-------- Extracted data --------

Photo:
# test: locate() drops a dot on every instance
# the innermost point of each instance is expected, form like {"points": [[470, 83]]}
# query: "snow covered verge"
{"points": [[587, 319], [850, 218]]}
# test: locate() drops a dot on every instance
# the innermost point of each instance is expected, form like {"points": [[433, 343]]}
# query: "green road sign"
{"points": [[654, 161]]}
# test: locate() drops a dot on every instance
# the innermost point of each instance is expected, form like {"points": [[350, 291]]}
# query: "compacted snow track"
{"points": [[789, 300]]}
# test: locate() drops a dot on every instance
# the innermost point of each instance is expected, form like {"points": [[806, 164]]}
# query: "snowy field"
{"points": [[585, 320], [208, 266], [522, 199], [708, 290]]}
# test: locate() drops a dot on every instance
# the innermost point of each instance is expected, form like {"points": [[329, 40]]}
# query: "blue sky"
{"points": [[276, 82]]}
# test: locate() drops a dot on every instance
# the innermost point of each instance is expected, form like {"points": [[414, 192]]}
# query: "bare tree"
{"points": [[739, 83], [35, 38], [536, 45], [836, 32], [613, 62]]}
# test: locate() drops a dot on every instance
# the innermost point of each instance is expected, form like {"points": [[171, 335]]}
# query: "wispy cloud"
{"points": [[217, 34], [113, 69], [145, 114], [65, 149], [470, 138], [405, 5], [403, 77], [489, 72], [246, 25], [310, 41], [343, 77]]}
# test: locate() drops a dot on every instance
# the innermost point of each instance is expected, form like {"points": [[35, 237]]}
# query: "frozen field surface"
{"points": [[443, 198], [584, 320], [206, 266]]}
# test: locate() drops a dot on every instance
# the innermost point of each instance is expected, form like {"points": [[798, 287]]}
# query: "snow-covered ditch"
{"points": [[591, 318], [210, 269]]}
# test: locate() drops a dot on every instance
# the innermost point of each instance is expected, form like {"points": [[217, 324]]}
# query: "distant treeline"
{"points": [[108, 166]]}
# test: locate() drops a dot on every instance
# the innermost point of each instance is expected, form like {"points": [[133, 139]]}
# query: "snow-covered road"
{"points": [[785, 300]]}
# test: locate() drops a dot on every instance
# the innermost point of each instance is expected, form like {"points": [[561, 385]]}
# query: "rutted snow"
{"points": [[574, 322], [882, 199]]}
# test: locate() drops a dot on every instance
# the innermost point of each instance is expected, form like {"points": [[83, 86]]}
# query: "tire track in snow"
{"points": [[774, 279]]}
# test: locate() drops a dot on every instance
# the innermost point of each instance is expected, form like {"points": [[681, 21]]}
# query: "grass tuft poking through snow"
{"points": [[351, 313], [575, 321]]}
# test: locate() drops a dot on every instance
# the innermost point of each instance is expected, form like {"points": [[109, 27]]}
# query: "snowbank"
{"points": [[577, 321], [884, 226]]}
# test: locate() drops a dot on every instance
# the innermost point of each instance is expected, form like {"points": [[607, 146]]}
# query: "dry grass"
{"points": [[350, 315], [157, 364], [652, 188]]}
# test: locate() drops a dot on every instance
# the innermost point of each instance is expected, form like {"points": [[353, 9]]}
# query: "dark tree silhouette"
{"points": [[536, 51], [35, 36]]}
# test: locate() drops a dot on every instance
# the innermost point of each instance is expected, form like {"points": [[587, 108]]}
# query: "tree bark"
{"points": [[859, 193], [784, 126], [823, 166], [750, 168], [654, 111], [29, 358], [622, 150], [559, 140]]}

--------

**What you should do**: Only the lines from the one containing "tuft poking through" through the end of the entries above belong in the answer; repeat them exactly.

**Exercise response**:
# query: "grass tuft poking through snow"
{"points": [[351, 313], [575, 321]]}
# test: locate() drops a dot on every instance
# the innermost point of each instance is expected, form like {"points": [[109, 27]]}
# query: "snowbank"
{"points": [[577, 321], [884, 226]]}
# test: locate() drops a dot on every instance
# the innermost point of each instance is expected, form like {"points": [[607, 146]]}
# query: "dry grass"
{"points": [[350, 315], [157, 364], [652, 188]]}
# test: locate() drops a dot on every instance
# the innermost point of each instance is expected, form like {"points": [[353, 9]]}
# query: "dark tree silhouette"
{"points": [[536, 51], [35, 36]]}
# test: locate() drops a dot on every instance
# the innermost point of each instance is expected, form like {"points": [[587, 108]]}
# query: "tree bark"
{"points": [[859, 193], [784, 126], [823, 166], [750, 168], [654, 111], [29, 358], [622, 150], [559, 140]]}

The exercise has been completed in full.